What the task requires » How many lines of the entries contain the string "worker", with case counting? Reply with the number alone.

Raw entries:
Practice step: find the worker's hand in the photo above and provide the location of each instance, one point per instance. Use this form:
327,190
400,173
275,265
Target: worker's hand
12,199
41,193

Final result » 2